Task objective = According to the statement below about opioid prescriptions, by what percent did the U.S. rate of opioid prescriptions fall over five years after peaking in 2010?

Extract =
────

WASHINGTON, D.C. – U.S. Senator Amy Klobuchar today released the following statement on reports from the Centers for Disease Control and Prevention (C.D.C.) that the rate of opioid prescriptions in the U.S. fell 18 percent over five years after peaking in 2010.
“The recently-released analysis is encouraging and shows that our efforts to curb prescription drug abuse are producing results. Still - with a prescribing rate in 2015 three times higher than it was in 1999 - it is clear that there is more work to be done to protect families in Minnesota and across the country. Passing my bipartisan Prescription Drug Monitoring Act would help stop addiction before it starts by ensuring prescribers have the information they need to make the best decision for their patients and reduce the number of prescription opioids winding up in the wrong hands fueling this epidemic.”

────

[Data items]
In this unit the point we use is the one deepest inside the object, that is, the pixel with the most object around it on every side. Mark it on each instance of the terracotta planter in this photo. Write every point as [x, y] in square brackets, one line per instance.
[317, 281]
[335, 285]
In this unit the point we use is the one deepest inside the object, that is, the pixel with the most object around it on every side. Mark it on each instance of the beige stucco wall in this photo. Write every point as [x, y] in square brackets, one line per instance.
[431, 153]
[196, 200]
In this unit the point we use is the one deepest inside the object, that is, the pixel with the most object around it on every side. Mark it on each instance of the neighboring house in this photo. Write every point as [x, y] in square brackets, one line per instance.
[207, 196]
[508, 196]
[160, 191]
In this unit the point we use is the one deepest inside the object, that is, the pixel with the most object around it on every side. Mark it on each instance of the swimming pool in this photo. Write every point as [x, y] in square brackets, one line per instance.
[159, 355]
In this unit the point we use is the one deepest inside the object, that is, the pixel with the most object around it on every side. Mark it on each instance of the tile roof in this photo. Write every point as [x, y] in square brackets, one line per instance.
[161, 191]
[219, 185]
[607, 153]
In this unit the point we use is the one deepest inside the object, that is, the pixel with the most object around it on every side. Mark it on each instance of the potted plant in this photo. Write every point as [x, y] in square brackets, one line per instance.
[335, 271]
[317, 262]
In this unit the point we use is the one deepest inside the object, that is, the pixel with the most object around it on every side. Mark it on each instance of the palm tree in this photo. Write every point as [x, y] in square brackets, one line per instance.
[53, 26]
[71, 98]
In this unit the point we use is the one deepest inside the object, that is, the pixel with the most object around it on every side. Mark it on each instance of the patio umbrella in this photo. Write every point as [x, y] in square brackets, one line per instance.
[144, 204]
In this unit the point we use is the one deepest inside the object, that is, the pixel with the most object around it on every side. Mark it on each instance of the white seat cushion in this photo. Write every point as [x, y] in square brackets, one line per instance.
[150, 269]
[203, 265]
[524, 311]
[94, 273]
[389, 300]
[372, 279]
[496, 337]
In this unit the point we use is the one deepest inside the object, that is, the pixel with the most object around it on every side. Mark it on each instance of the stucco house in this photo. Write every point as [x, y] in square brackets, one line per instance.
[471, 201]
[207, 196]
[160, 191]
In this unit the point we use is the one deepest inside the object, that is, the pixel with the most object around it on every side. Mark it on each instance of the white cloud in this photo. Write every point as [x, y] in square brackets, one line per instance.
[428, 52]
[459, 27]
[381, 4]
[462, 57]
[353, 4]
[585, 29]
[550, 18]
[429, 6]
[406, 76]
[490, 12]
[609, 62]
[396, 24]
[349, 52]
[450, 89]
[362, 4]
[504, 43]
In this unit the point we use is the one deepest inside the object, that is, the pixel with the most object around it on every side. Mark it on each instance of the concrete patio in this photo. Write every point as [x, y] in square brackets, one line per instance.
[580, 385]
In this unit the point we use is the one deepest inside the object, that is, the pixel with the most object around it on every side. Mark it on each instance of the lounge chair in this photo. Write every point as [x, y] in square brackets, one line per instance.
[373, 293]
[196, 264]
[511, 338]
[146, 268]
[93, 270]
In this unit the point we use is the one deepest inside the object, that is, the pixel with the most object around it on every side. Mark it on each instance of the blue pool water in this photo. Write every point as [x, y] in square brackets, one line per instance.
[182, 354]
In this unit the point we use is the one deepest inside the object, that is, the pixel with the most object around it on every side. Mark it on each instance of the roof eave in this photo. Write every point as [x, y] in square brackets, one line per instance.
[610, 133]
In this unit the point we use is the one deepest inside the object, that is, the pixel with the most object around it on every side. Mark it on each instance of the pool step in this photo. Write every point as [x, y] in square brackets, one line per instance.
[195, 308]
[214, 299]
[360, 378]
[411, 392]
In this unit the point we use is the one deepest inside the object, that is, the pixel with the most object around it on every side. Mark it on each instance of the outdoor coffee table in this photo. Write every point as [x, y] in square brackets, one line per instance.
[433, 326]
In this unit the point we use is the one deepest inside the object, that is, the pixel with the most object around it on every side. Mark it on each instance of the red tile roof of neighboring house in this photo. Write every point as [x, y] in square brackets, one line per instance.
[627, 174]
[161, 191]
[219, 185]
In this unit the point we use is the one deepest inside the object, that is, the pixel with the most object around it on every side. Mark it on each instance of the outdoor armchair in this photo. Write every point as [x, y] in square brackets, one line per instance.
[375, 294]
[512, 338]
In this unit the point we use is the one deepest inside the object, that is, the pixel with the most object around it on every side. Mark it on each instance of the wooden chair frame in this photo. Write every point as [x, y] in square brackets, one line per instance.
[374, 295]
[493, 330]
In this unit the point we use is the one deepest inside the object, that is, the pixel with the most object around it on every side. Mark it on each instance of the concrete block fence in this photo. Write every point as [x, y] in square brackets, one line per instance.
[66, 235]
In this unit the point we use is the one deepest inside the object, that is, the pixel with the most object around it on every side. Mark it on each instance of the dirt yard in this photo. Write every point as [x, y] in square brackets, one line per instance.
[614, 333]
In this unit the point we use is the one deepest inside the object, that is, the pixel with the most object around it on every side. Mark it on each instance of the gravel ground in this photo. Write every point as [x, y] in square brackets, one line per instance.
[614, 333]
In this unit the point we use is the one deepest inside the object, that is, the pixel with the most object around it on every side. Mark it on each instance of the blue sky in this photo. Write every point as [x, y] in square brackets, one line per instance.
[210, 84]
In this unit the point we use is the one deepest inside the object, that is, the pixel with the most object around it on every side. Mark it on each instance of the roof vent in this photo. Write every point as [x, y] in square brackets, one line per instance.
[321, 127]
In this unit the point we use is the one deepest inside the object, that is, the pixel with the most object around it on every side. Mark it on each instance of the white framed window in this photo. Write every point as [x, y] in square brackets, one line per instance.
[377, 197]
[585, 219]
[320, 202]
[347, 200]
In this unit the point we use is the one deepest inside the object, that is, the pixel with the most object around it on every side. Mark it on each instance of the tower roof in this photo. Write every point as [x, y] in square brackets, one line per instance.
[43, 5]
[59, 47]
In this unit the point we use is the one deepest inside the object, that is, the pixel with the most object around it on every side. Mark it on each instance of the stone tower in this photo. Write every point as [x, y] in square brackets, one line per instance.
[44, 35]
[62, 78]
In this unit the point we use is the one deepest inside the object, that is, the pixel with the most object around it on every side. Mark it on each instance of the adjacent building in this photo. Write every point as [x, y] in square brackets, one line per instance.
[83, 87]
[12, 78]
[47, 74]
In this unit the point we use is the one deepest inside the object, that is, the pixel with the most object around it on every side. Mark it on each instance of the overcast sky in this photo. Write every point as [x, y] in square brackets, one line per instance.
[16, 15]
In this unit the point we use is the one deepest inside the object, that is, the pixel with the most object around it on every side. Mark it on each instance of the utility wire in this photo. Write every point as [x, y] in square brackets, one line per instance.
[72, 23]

────

Response to the task = It fell 18 percent.